• Records for the exercise:
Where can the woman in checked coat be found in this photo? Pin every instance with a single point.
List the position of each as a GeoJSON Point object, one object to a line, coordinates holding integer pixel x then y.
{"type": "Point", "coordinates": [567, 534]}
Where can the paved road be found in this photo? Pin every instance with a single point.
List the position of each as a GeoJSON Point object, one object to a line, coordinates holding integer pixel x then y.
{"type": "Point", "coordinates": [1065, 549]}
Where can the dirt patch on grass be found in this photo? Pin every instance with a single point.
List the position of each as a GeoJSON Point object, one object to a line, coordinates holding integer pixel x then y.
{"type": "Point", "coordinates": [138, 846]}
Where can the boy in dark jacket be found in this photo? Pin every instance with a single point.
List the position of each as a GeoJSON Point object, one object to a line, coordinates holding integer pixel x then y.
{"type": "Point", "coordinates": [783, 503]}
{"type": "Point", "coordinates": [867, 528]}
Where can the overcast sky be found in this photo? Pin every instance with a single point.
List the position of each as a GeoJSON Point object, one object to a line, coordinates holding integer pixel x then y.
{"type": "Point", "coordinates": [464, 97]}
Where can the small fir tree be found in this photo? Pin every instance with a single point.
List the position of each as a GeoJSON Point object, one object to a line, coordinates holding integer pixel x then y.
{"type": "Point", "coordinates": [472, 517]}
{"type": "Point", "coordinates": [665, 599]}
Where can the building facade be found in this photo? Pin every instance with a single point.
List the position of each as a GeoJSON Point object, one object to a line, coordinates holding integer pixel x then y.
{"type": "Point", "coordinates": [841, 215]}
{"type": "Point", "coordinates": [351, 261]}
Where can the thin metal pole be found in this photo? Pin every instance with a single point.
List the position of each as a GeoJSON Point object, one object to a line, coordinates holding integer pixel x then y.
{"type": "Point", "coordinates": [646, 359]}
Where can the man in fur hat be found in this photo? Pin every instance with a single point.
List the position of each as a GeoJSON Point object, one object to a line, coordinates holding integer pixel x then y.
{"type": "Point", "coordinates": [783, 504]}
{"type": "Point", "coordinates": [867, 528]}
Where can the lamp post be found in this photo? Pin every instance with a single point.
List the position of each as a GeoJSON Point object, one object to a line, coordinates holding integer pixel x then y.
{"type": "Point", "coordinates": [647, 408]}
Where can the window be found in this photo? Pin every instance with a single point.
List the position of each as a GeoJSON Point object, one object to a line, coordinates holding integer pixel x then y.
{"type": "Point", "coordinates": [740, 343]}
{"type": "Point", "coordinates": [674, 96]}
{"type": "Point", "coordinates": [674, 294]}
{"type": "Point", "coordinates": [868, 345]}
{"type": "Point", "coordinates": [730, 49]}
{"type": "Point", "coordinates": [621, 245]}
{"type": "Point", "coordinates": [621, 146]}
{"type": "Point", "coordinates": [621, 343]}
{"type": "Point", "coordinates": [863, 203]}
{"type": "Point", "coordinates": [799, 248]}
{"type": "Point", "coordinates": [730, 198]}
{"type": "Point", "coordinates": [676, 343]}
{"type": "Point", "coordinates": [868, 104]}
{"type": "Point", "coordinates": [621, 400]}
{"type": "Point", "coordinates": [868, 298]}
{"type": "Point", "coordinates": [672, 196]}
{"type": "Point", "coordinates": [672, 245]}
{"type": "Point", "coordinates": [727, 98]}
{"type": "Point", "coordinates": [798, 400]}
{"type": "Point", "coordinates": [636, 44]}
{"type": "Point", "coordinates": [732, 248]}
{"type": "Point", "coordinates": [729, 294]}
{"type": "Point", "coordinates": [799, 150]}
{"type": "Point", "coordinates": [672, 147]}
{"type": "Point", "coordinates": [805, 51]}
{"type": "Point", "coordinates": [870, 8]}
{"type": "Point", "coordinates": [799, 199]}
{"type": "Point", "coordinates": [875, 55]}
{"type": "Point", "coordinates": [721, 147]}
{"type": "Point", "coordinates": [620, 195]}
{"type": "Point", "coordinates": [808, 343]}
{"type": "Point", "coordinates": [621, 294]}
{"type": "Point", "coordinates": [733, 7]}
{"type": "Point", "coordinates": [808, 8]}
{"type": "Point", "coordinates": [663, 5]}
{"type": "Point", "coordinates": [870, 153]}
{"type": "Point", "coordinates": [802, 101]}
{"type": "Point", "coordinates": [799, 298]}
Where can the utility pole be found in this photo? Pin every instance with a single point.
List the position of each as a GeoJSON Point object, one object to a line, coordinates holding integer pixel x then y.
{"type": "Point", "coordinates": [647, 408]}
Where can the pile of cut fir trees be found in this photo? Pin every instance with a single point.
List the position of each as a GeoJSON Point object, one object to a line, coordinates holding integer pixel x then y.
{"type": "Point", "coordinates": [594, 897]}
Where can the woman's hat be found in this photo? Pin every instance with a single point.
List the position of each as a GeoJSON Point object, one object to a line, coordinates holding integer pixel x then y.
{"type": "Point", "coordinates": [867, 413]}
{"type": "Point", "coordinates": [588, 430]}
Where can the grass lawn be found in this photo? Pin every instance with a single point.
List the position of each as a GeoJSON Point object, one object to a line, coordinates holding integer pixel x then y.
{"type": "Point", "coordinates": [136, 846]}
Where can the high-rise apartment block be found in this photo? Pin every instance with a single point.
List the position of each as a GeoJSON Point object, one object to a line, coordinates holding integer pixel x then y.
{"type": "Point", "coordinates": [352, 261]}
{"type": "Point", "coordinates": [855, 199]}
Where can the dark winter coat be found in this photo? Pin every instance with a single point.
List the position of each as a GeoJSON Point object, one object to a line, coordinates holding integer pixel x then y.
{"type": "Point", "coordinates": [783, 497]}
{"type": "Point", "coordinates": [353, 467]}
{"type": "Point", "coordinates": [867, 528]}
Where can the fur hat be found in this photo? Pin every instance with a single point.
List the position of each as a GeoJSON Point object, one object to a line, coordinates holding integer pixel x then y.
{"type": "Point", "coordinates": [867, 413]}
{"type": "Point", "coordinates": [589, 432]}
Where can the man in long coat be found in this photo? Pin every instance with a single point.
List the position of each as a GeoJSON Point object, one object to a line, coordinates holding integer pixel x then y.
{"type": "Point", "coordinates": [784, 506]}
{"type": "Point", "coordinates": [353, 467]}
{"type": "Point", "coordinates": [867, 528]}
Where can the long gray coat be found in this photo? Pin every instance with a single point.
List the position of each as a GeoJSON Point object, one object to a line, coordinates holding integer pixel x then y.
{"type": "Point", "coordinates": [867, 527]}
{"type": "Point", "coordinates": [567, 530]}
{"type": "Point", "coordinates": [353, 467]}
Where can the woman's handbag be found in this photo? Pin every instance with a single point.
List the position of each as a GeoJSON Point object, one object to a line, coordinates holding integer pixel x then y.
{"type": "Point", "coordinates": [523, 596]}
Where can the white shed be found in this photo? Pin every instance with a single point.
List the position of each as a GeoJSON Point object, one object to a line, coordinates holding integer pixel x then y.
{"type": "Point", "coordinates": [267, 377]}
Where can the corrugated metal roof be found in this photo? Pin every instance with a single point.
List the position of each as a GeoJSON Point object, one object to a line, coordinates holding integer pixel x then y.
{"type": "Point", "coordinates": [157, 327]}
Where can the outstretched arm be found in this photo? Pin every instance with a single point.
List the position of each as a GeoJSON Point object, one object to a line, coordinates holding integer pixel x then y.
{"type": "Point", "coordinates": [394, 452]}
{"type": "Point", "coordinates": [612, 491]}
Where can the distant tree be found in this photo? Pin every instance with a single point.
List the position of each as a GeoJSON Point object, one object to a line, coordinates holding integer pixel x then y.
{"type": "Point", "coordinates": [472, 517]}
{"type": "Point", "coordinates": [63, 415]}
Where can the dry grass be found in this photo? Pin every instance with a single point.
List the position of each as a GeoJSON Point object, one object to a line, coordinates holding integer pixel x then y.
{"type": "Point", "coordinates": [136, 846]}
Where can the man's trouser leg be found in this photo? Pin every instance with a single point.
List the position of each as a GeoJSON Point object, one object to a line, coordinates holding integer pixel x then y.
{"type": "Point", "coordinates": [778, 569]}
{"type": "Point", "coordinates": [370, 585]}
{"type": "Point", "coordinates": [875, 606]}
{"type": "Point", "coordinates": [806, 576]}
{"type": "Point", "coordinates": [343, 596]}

• The request: Repeat, without changes, every line from the one that contains "Where can the distant" through the final line of the data.

• Task output:
Where can the distant tree be found in this photo? Pin every instance with a single point.
List the position of each as a GeoJSON Point object, one object to a line, coordinates holding integer pixel x then y.
{"type": "Point", "coordinates": [472, 517]}
{"type": "Point", "coordinates": [63, 415]}
Where can the dry grass be found in this photo? Pin every instance with a single point.
List the position of each as a GeoJSON Point object, one object to a line, coordinates holding integer pixel x then y.
{"type": "Point", "coordinates": [136, 846]}
Where can the man's trouser leg be found in this photo? Pin every instance with a single point.
List the position of each as a GeoJSON Point object, one object to a line, coordinates holding integer pixel x then y.
{"type": "Point", "coordinates": [778, 569]}
{"type": "Point", "coordinates": [370, 585]}
{"type": "Point", "coordinates": [875, 606]}
{"type": "Point", "coordinates": [806, 576]}
{"type": "Point", "coordinates": [343, 596]}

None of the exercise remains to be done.